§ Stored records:
____

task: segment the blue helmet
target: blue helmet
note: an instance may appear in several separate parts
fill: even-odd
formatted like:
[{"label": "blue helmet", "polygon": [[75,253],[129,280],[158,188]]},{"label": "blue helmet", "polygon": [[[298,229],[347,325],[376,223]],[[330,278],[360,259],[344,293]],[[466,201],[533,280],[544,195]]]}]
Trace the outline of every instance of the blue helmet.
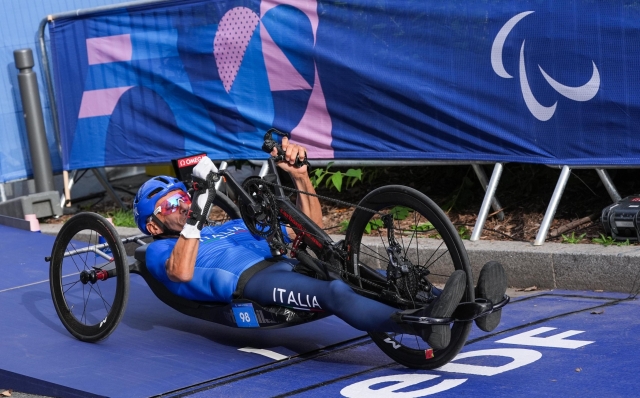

____

§ Task statement: All of the entries above should be retyped exactly, with the pictures left out.

§ Solution to the exercise:
task: segment the blue helmet
target: blue helmet
note: an instance may appear in several separate parts
fill: even-odd
formatted like:
[{"label": "blue helmet", "polygon": [[75,253],[129,280],[158,188]]},{"label": "blue helmet", "polygon": [[[298,229],[347,325],[376,223]],[[330,278],[360,259],[344,293]],[[466,201],[533,280],[544,195]]]}]
Trace the outline of every instance of the blue helmet.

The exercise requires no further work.